### READING PASSAGE
>> Start

OTHER MATTERS TO COME BEFORE THE MEETING
The Board is not aware of any matters that will be presented for action at the Special Meeting other than the matters set forth herein. Should any other matters requiring a vote of stockholders arise, it is intended that the proxies that do not contain specific instructions to the contrary will be voted in accordance with the judgment of the persons named in the enclosed form of proxy.
AVAILABLE INFORMATION
We are required to file with or submit to the SEC annual, quarterly and current periodic reports, proxy statements and other information meeting the informational requirements of the Exchange Act. You may inspect and copy these reports, proxy statements and other information at the Public Reference Room of the SEC at 100 F Street, NE, Washington, D.C. 20549. You may obtain information on the operation of the Public Reference Room by calling the SEC at 1-800-SEC-0330. The SEC maintains an Internet site that contains reports, proxy and information statements and other information filed electronically by us with the SEC which are available on the SEC’s website at http://www.sec.gov. Copies of these reports, proxy and information statements and other information may be obtained, after paying a duplicating fee, by electronic request at the following e-mail address: publicinfo@sec.gov, or by writing to the SEC’s Public Reference Room. This information will also be available free of charge by contacting us at Triton Pacific Investment Corporation, 10877 Wilshire Blvd., 12th Floor, Los Angeles, CA 90024 or by telephone at (844) TRITON1 (844-874-8661).

>> End

### DO THIS
Write out the proxy statement excerpt word for word, from "OTHER MATTERS TO" to "form of proxy.".

### PROVIDED MATERIAL
>> Start

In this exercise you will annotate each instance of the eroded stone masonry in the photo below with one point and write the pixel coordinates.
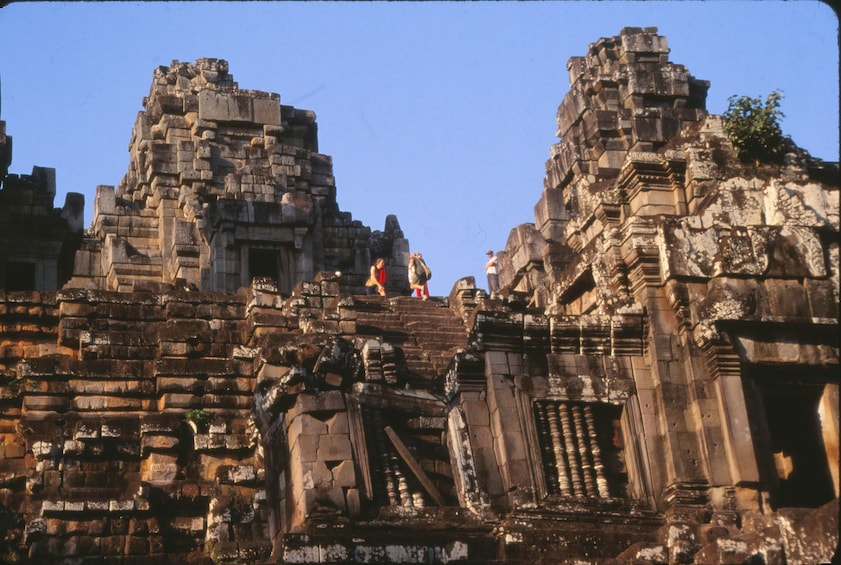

>> End

### CORRECT RESPONSE
OTHER MATTERS TO COME BEFORE THE MEETING
The Board is not aware of any matters that will be presented for action at the Special Meeting other than the matters set forth herein. Should any other matters requiring a vote of stockholders arise, it is intended that the proxies that do not contain specific instructions to the contrary will be voted in accordance with the judgment of the persons named in the enclosed form of proxy.